---- 本文

Flower Kings

FlowerPower(1998)



フラワー・キングスは素晴らしい。そうとしか表現できない。。。

フラキンの中心人物は、ギターのロイネ・ストルト。彼のギターはかなり派手だ。明るめのメロディラインをゆったりと弾くからだろう。傾向としては、ジョン・ペトルーシがSix Degrees Of Inner Turbulanceの2枚目で見せた、メローでゆったりとしたギターが近い。けれどあれほど力強くない。もうちょっとだけ控えめで、もっと洒落たひねりがあって、癒しのような爽やかさと広がりがあって温かい。それでいて、場面に応じて主張もちゃんとしている。
そればかりじゃない。デビッド・ギルモアのような緊張感のあるやや攻撃的なフレーズだって弾く。それが明るめのフレーズとの対比でそれぞれが際立ち、心地良さを増幅させている。

--------
---- エントリー抜粋

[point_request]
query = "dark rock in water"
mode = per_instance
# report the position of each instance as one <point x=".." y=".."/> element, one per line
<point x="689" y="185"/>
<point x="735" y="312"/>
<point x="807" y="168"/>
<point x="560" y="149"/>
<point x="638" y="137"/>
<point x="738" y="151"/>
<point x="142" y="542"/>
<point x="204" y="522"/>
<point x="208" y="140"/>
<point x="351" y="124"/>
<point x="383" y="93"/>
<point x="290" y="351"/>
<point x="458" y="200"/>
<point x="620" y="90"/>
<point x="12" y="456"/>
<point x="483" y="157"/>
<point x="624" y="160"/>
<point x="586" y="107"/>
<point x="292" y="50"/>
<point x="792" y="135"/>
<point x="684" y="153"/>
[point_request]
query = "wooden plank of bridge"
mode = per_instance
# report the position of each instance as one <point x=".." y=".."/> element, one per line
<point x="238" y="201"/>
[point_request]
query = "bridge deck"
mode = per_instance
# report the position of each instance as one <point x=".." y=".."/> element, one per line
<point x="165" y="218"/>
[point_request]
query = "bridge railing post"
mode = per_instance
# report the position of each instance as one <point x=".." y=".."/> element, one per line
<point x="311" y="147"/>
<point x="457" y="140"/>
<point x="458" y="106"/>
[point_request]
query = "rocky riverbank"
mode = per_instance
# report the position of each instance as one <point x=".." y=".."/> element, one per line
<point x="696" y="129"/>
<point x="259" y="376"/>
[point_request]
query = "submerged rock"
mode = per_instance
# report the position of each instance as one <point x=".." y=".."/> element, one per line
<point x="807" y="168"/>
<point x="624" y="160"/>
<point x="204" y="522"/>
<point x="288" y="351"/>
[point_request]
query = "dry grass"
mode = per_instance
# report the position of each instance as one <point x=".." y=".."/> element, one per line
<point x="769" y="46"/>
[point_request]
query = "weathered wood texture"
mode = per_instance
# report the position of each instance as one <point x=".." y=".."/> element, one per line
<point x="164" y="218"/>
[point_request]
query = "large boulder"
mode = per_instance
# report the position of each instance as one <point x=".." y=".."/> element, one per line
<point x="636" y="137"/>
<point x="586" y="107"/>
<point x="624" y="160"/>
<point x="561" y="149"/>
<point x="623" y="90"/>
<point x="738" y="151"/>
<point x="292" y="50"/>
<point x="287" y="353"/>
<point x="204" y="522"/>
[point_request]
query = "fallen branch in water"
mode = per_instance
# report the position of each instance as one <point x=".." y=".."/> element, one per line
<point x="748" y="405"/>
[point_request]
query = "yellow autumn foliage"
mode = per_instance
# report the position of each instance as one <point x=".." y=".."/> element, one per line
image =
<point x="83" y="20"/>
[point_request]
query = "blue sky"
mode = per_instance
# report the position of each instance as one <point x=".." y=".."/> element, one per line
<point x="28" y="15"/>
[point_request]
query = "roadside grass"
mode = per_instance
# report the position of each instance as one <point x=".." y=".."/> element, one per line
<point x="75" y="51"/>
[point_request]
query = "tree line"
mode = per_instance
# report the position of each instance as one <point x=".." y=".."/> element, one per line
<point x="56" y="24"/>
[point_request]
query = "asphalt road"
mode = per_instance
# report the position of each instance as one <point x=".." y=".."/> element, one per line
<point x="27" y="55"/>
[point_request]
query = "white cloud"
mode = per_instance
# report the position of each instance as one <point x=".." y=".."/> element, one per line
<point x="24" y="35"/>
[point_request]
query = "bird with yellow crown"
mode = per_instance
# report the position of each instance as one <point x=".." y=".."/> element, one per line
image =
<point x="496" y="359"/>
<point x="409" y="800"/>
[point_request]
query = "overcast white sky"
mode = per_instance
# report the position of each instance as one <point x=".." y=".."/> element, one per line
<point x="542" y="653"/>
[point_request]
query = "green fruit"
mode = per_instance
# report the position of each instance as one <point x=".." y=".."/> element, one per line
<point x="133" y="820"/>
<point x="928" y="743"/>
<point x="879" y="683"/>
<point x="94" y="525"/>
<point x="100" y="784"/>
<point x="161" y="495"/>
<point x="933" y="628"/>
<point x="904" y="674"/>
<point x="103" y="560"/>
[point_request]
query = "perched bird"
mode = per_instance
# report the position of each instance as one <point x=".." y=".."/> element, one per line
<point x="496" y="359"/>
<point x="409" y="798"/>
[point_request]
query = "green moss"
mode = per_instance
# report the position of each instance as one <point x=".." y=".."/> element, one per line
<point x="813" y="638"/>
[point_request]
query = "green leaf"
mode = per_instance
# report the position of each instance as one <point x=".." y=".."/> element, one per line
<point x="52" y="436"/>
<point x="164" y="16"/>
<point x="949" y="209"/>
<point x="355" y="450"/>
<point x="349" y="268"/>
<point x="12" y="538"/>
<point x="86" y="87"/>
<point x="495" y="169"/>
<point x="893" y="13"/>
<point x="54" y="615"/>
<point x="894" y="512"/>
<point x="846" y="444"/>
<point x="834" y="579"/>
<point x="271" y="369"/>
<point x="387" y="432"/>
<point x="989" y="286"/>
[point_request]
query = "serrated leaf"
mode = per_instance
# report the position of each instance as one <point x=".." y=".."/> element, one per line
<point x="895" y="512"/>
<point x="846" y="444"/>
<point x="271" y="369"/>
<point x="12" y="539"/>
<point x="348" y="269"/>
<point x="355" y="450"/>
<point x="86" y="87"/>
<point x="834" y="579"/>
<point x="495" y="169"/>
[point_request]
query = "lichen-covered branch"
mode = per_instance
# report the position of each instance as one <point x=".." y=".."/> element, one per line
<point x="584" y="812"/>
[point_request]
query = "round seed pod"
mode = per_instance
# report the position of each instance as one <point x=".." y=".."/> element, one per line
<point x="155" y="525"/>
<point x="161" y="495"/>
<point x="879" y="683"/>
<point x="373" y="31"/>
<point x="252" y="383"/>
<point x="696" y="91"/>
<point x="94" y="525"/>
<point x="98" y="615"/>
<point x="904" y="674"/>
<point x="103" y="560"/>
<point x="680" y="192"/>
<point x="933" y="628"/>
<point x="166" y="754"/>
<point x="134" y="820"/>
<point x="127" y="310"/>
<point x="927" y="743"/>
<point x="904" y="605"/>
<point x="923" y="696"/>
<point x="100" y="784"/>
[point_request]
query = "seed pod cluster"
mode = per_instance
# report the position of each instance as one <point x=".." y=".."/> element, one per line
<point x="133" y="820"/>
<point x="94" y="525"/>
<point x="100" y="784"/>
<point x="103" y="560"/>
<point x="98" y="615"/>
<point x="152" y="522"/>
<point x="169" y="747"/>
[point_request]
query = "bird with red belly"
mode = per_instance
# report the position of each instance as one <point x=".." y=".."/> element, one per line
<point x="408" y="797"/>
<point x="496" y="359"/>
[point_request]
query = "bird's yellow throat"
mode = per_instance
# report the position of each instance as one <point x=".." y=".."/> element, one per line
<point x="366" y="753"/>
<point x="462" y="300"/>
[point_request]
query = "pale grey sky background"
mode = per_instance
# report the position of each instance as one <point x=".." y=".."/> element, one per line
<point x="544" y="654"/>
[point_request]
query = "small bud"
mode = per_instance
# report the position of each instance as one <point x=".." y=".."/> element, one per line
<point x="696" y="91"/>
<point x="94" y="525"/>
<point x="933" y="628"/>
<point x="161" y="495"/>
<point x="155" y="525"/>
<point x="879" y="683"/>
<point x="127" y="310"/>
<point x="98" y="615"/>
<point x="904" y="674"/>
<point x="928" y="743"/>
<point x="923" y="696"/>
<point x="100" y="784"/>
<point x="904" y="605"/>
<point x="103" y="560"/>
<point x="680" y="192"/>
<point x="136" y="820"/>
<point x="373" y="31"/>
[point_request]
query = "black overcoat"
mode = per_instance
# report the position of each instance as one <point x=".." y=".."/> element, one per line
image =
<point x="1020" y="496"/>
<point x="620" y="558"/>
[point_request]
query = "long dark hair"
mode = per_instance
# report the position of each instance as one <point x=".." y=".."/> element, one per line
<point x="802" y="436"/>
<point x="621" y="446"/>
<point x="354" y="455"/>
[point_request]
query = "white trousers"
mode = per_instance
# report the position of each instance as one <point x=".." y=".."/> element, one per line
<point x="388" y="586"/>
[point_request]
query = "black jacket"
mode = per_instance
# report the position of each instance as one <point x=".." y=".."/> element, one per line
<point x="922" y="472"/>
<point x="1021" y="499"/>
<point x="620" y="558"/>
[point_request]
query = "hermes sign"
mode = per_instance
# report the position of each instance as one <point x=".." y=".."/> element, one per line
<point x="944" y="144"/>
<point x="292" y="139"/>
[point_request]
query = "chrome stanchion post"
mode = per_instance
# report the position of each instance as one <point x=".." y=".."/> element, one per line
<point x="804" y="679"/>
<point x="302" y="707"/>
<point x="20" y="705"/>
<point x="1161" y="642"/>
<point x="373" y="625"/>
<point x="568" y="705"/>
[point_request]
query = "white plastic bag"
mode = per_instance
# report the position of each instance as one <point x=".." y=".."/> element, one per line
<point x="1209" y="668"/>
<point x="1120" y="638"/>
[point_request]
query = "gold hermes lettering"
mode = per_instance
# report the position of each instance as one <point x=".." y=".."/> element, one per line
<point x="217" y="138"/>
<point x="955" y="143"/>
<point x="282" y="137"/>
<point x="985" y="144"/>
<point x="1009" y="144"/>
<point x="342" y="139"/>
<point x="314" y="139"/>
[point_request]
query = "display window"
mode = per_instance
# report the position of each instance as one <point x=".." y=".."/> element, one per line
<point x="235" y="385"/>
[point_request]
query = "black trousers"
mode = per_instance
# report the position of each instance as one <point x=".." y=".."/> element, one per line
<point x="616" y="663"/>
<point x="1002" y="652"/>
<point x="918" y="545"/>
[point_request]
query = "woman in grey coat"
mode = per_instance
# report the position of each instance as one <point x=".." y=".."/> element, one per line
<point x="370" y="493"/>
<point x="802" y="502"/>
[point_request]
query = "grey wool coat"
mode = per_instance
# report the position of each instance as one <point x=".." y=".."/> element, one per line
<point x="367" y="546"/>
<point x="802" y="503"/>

--------

- 取り組む課題 -
**A)** 本文をもとに、次の問いに答えてください。
(i) フラキンの中心人物は誰で、何の担当か。
(ii) 彼のギターの傾向に近いものとして挙げられているのは、誰がどの作品の何枚目で見せたギターか。
(iii) 緊張感のあるやや攻撃的なフレーズは、誰のようなものと書かれているか。
**B)** 次の各文が本文の内容と合っているか、はい・いいえで答え、判断の根拠となる本文の言葉をそのまま引用してください。
(i) ロイネ・ストルトのギターは、比較に挙げられたギターほど力強くない。
(ii) ロイネ・ストルトのギターは、場面に応じた主張をしない。
(iii) 攻撃的なフレーズと明るめのフレーズの対比が、心地良さを増している。

- 課題別の結果 -
**A)**
(i) ギターのロイネ・ストルト
(ii) ジョン・ペトルーシがSix Degrees Of Inner Turbulanceの2枚目で見せたギター
(iii) デビッド・ギルモア

**B)**
(i) はい。「けれどあれほど力強くない。」
(ii) いいえ。「それでいて、場面に応じて主張もちゃんとしている。」
(iii) はい。「それが明るめのフレーズとの対比でそれぞれが際立ち、心地良さを増幅させている。」